Provided entries =
——
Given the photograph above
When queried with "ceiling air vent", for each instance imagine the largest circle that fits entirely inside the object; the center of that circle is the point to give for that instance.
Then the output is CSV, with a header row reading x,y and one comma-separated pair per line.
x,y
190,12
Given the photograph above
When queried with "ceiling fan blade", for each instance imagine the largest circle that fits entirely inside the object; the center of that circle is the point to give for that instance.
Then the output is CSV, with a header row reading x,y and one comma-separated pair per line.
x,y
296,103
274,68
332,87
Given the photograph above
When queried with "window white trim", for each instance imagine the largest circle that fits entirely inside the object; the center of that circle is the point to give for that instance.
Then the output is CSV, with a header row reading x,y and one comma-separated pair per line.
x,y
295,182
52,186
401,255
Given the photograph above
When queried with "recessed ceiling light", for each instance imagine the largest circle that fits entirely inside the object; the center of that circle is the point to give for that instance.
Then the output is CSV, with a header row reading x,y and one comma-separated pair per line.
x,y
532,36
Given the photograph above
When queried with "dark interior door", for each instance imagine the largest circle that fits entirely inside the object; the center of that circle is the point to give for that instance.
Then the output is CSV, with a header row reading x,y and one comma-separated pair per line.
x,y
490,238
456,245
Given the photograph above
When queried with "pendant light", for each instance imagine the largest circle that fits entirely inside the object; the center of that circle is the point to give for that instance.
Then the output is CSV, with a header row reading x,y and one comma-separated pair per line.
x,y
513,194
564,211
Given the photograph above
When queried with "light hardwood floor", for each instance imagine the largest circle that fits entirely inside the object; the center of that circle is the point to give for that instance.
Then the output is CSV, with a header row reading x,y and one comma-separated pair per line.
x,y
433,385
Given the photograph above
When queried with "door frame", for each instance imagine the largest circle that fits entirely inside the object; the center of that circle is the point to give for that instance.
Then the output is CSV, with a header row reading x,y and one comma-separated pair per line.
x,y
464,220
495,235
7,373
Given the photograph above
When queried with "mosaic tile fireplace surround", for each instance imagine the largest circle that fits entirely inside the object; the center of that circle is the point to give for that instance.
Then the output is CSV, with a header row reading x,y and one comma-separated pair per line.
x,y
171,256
——
Determine the number of lines in the entries that hold the string "door"; write that number and nothing else.

Written solution =
2